EXTRACT PROVIDED:
....

Geist in the machine
As the 18th-century war between mechanism and romanticism returns, we face a new question: can we build artificial souls?
by Peter Wolfendale BIO
Photo by Christopher Furlong/Getty Images
is an independent philosopher. He is the author of Object-Oriented Philosophy: The Noumenon’s New Clothes (2019) and The Revenge of Reason (2024). Normally based in the Northeast of England, he is currently living in Yokohama, Japan.
Edited byCameron Allan McKean
What is unique about human beings? What makes us especially successful, interesting or valuable in comparison with other creatures? This thing – whatever it is – has gone by many names over the centuries: the human condition, the human spirit or, more classically, the soul. Regardless of the name, there have always been those keen to explain away this uniqueness, perhaps arguing that we’re merely one species of animal among many. And on the other side, there have always been those eager to render it ineffable, often claiming it to be a spark of the divine.
The conflict between these extremes is taking a new form as glimmers of a soul appear in the latest wave of artificial intelligence – large language models (LLMs) like ChatGPT, Claude and Gemini. For every human ability these systems learn to mimic, we can find someone claiming they’re basically indistinguishable from us, and someone else arguing they’ll never really be like us. An exchange between the OpenAI CEO Sam Altman and the linguist Emily Bender is emblematic of this dynamic, with Bender publishing a paper arguing that LLMs are nothing but ‘stochastic parrots’, spewing predictable but meaningless words, and Altman Tweeting: ‘i am a stochastic parrot, and so r u’.

....

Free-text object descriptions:

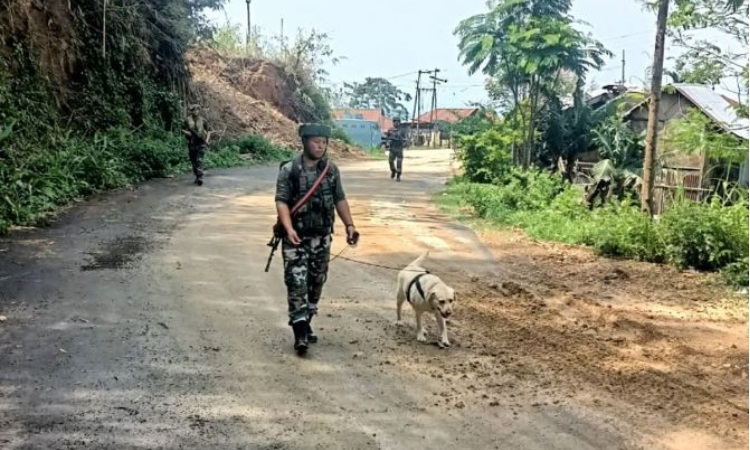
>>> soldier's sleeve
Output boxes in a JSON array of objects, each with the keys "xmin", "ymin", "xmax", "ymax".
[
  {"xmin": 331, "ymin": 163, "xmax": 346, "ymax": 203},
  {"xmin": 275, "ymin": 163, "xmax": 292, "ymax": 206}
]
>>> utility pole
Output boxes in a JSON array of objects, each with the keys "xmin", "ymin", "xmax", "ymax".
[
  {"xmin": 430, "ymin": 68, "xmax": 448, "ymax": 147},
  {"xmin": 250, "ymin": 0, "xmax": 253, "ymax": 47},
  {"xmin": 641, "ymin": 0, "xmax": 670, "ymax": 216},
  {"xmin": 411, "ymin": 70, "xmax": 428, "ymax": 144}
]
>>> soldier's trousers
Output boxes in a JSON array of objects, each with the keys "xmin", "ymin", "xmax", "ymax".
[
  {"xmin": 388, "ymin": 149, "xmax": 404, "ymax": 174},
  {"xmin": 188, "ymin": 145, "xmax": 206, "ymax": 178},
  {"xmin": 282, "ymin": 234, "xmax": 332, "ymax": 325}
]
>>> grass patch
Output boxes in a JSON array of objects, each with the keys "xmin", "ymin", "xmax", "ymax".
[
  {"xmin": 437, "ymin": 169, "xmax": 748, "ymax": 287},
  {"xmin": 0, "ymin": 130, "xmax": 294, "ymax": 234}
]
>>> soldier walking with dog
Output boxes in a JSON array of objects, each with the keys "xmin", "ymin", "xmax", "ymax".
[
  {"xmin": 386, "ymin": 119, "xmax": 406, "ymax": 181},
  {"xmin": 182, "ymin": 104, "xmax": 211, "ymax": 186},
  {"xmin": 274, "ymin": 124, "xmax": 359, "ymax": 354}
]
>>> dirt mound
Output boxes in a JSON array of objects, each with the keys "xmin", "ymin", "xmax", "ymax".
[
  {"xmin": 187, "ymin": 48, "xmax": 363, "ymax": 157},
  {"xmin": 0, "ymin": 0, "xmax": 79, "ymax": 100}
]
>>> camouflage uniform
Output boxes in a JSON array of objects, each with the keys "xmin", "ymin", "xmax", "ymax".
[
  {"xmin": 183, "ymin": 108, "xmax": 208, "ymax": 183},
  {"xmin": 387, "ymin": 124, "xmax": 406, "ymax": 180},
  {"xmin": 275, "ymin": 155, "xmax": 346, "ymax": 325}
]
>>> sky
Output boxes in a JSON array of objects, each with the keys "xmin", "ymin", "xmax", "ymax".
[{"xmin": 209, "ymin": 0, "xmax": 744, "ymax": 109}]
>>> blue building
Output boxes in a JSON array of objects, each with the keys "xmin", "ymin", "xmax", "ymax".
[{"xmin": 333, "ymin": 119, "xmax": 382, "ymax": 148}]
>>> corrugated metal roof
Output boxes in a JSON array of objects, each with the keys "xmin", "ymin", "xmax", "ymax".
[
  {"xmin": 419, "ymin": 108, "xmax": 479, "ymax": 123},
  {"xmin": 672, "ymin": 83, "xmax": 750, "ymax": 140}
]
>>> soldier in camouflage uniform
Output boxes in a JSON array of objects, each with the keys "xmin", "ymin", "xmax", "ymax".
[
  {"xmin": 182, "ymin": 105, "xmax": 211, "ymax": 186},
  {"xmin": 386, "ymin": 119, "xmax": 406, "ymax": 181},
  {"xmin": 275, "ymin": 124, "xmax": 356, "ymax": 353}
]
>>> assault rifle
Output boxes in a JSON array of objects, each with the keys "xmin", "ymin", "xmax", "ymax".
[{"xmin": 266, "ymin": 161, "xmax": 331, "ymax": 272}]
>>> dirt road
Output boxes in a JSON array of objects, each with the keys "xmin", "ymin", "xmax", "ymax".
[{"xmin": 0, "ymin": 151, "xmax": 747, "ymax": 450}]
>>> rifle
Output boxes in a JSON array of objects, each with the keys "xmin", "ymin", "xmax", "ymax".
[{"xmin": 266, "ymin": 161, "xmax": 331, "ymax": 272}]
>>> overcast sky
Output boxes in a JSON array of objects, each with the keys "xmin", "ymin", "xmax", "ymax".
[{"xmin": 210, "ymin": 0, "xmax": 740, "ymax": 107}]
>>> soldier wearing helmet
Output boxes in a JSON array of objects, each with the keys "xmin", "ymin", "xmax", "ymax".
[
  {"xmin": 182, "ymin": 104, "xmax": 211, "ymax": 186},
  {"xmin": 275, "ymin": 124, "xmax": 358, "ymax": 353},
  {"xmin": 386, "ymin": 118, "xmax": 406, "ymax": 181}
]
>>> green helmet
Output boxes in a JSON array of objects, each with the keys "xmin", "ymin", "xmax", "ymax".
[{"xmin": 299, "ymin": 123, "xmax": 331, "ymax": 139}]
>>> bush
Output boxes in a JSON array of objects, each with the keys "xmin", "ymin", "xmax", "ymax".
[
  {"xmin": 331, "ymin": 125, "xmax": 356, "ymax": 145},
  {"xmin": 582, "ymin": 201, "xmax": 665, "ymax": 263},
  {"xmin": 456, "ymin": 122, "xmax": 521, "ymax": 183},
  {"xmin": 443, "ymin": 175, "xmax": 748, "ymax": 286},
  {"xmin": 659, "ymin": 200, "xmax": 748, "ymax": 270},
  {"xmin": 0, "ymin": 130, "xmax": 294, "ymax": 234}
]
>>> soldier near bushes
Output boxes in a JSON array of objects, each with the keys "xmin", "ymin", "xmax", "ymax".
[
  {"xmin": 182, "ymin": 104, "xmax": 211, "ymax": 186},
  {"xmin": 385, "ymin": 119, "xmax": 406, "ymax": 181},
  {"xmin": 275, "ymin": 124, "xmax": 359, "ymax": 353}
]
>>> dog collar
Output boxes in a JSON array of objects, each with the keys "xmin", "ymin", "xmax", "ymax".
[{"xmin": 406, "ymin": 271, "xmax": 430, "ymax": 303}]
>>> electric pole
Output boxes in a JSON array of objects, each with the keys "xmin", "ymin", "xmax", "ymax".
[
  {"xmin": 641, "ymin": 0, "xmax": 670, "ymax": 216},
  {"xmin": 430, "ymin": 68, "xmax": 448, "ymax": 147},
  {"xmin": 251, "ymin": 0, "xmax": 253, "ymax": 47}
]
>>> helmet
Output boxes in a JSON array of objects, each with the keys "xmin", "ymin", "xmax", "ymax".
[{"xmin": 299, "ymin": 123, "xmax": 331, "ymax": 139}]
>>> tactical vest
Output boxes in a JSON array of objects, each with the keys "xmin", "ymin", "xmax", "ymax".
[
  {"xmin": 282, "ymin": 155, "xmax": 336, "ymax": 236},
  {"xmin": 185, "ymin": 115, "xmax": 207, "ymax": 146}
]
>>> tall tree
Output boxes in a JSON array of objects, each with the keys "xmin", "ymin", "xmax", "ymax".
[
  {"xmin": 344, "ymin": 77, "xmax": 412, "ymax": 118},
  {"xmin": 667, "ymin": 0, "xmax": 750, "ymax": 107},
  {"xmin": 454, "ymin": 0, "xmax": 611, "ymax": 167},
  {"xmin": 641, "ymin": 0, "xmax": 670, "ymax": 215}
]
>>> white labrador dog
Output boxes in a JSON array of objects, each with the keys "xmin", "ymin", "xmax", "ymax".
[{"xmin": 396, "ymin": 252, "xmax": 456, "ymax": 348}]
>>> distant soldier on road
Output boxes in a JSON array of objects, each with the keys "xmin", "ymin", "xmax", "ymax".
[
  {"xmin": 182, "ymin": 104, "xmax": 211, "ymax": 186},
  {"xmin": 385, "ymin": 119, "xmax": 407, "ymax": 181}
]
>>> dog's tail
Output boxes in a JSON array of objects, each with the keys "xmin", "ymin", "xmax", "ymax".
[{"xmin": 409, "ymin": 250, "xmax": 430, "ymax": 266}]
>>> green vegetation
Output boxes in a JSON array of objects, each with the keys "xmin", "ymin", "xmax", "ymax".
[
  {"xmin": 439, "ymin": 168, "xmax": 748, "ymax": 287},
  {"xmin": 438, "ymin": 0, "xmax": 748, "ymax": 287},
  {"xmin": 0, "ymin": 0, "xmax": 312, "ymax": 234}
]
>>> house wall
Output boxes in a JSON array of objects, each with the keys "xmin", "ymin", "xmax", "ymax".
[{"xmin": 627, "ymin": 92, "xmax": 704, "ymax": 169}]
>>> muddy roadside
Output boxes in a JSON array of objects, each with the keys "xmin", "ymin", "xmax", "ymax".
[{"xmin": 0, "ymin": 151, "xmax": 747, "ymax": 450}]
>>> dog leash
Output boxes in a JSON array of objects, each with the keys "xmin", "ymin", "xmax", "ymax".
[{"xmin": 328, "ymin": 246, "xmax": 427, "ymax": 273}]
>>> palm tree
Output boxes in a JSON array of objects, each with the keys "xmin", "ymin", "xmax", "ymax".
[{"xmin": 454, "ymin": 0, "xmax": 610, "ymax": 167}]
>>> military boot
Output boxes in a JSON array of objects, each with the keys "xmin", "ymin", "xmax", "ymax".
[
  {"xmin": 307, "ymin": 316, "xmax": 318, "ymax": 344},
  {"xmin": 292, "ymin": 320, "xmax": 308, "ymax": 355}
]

....

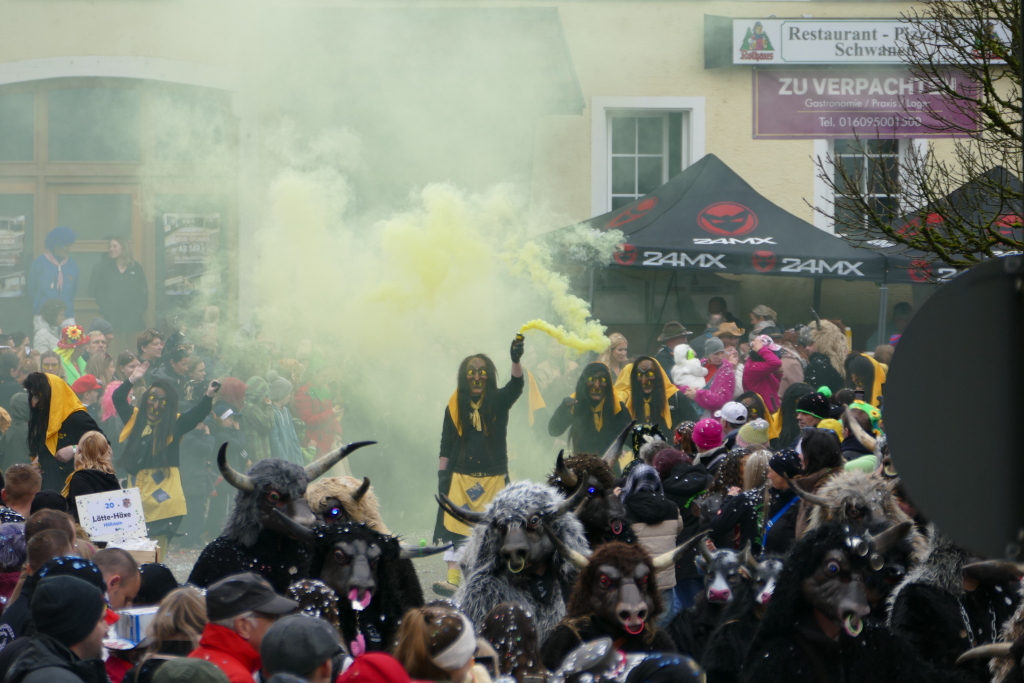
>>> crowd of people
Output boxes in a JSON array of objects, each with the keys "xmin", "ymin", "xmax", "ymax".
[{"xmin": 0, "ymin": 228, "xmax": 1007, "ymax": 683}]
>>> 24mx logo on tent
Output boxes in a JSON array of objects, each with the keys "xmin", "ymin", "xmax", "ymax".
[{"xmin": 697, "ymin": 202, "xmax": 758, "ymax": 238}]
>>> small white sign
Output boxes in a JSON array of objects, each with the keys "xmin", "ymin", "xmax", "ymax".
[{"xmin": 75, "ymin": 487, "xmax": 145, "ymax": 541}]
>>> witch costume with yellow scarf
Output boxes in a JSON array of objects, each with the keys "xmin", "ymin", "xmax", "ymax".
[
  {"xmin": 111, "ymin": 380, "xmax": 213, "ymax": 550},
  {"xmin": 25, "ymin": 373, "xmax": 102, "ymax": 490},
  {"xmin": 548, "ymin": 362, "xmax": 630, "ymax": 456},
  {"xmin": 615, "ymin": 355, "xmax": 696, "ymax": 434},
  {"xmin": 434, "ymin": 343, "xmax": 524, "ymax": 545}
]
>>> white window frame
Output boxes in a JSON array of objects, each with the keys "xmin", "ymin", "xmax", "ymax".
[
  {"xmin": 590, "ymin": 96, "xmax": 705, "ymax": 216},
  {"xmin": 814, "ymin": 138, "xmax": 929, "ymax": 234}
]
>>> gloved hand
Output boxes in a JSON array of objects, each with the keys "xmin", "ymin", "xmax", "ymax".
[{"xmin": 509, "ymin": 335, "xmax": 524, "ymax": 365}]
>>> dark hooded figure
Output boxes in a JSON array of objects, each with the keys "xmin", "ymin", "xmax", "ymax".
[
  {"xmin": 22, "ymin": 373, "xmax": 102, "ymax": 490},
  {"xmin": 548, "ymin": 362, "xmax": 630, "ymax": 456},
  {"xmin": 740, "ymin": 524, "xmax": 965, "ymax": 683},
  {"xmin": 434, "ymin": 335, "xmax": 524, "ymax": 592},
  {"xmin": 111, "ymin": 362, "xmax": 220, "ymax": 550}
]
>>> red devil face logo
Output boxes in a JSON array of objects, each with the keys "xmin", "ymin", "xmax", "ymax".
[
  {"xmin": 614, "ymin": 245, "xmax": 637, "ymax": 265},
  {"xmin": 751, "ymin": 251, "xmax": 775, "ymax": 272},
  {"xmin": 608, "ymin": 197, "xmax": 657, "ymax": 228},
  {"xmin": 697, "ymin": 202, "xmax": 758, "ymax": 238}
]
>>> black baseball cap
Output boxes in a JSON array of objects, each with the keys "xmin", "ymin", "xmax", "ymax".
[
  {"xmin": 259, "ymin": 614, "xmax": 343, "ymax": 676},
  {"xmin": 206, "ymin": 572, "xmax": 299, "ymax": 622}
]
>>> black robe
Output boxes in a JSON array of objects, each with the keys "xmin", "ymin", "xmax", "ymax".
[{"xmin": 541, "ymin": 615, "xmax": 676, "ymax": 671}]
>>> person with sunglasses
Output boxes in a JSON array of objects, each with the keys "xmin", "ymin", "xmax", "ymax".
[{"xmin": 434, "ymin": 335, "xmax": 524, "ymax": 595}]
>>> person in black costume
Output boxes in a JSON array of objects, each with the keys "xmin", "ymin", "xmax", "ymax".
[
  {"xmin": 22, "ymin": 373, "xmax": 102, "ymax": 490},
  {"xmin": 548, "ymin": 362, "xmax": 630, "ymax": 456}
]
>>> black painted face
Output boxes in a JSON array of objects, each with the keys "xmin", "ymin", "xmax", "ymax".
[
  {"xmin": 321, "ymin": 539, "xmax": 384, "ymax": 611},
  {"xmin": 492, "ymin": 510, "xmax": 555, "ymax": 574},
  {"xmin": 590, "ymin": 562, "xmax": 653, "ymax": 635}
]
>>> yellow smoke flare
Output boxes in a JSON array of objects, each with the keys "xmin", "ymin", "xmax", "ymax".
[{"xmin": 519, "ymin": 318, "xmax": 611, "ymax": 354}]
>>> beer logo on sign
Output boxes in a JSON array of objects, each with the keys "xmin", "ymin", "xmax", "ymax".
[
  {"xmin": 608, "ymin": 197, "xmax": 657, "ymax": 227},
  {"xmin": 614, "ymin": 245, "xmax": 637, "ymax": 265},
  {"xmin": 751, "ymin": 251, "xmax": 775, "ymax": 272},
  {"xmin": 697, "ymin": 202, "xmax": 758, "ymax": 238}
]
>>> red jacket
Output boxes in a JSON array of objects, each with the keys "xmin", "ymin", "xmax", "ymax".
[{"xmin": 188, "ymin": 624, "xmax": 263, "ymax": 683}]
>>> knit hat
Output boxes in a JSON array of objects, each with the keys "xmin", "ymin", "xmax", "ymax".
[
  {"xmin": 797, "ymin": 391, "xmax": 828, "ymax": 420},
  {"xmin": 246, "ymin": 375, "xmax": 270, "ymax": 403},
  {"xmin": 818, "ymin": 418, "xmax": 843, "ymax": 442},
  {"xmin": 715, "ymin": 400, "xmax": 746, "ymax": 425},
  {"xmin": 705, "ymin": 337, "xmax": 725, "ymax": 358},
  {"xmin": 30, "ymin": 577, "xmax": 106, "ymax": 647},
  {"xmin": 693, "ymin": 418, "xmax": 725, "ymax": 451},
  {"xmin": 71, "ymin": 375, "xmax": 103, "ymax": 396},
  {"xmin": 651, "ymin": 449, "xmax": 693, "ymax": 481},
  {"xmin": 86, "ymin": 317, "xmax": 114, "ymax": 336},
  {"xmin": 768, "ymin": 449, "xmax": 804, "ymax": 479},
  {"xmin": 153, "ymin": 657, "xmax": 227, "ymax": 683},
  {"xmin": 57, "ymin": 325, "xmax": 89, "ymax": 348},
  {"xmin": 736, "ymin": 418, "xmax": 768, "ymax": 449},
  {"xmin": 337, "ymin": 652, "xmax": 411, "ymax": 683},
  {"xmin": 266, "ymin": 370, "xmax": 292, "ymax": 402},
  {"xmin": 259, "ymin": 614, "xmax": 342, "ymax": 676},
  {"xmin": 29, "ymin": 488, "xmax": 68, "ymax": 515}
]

....

EXERCISE TASKS:
#1 In the essay, change "linguist" to "researcher" and give everything from "The conflict between" down to "and so r u’." with that change made.
#2 Answer these questions using the essay.
(a) Where is the author currently living?
(b) What phrase did Bender's paper use to describe LLMs?
(c) Which three large language models are named?
The material that accompanies the essay stands on its own and is not connected to it.

WRITTEN ANSWERS:
#1
The conflict between these extremes is taking a new form as glimmers of a soul appear in the latest wave of artificial intelligence – large language models (LLMs) like ChatGPT, Claude and Gemini. For every human ability these systems learn to mimic, we can find someone claiming they’re basically indistinguishable from us, and someone else arguing they’ll never really be like us. An exchange between the OpenAI CEO Sam Altman and the researcher Emily Bender is emblematic of this dynamic, with Bender publishing a paper arguing that LLMs are nothing but ‘stochastic parrots’, spewing predictable but meaningless words, and Altman Tweeting: ‘i am a stochastic parrot, and so r u’.

#2
(a) Yokohama, Japan
(b) 'stochastic parrots'
(c) ChatGPT, Claude and Gemini